Given request A: Retype the passage of the shoe polish thread between "I've looked this" and "2find4me (Oct 14, 2012)", inclusive.

Document section:
------------------------

# Mason's Shoe Polish



## jonahtroy (Oct 14, 2012)

I've looked this bottle up and i've seen one's with the same shape that say Mason's Shoe Dressing. Mine say Mason's 3 FL OZ, and one even had the applicant brush still in it. I picked these up at a yard sale for $0.25 a piece. The yellowish honey amber one has a crude top, and its rue color only shows in the light. At firs they both looked olive green. So, how'd i do (are these worth anything)?





 Crude top one:


----------



## 2find4me (Oct 14, 2012)

You can't loose money when you've paid 25 cents! Probably came with a box like this:
 http://www.ebay.com/itm/ANTIQUE-MASONS-CHALLENGE-BLACKING-BOOT-SHOE-POLISH-WOODEN-STORE-BOX-/320957176754?pt=LH_DefaultDomain_0&hash=item4aba89dbb2


----------



## jonahtroy (Oct 14, 2012)

I saw that when i was searching this bottle, pretty cool. Im hoping there worth 1$, that would quadruple my money []


----------



## jonahtroy (Oct 14, 2012)

anyone know the value? of either?


----------



## RICKJJ59W (Oct 14, 2012)

a buck two ten


----------



## jonahtroy (Oct 14, 2012)

------------------------

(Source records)
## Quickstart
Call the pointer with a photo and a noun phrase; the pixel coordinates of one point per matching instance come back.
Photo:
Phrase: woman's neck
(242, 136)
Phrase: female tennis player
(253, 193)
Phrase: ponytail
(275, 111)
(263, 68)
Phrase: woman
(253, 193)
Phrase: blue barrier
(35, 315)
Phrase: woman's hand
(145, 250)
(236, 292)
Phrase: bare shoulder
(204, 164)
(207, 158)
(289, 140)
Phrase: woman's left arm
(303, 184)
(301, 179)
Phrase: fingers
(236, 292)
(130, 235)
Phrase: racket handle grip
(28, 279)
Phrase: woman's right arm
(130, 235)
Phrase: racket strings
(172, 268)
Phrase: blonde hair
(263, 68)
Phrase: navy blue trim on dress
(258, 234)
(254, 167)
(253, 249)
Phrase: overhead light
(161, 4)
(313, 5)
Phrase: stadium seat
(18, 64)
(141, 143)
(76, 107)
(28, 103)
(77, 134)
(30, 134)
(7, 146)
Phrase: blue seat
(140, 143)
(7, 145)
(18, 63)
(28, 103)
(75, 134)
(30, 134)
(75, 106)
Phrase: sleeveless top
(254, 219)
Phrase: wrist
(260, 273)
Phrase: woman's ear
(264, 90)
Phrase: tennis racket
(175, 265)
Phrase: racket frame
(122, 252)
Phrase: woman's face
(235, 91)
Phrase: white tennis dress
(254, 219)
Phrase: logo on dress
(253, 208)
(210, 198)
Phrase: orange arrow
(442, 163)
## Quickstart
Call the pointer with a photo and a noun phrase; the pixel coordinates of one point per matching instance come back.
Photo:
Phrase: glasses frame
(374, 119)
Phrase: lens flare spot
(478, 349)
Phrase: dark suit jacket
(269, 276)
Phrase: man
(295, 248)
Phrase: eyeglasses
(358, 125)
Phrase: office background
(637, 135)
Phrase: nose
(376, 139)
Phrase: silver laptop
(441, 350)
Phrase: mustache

------------------------

Given request B: Echo the lines of the records from the one holding "Phrase: wrist" through the last line of the records, inclusive.

Worked solution A:
I've looked this bottle up and i've seen one's with the same shape that say Mason's Shoe Dressing. Mine say Mason's 3 FL OZ, and one even had the applicant brush still in it. I picked these up at a yard sale for $0.25 a piece. The yellowish honey amber one has a crude top, and its rue color only shows in the light. At firs they both looked olive green. So, how'd i do (are these worth anything)?





 Crude top one:


----------



## 2find4me (Oct 14, 2012)

Worked solution B:
Phrase: wrist
(260, 273)
Phrase: woman's ear
(264, 90)
Phrase: tennis racket
(175, 265)
Phrase: racket frame
(122, 252)
Phrase: woman's face
(235, 91)
Phrase: white tennis dress
(254, 219)
Phrase: logo on dress
(253, 208)
(210, 198)
Phrase: orange arrow
(442, 163)
## Quickstart
Call the pointer with a photo and a noun phrase; the pixel coordinates of one point per matching instance come back.
Photo:
Phrase: glasses frame
(374, 119)
Phrase: lens flare spot
(478, 349)
Phrase: dark suit jacket
(269, 276)
Phrase: man
(295, 248)
Phrase: eyeglasses
(358, 125)
Phrase: office background
(637, 135)
Phrase: nose
(376, 139)
Phrase: silver laptop
(441, 350)
Phrase: mustache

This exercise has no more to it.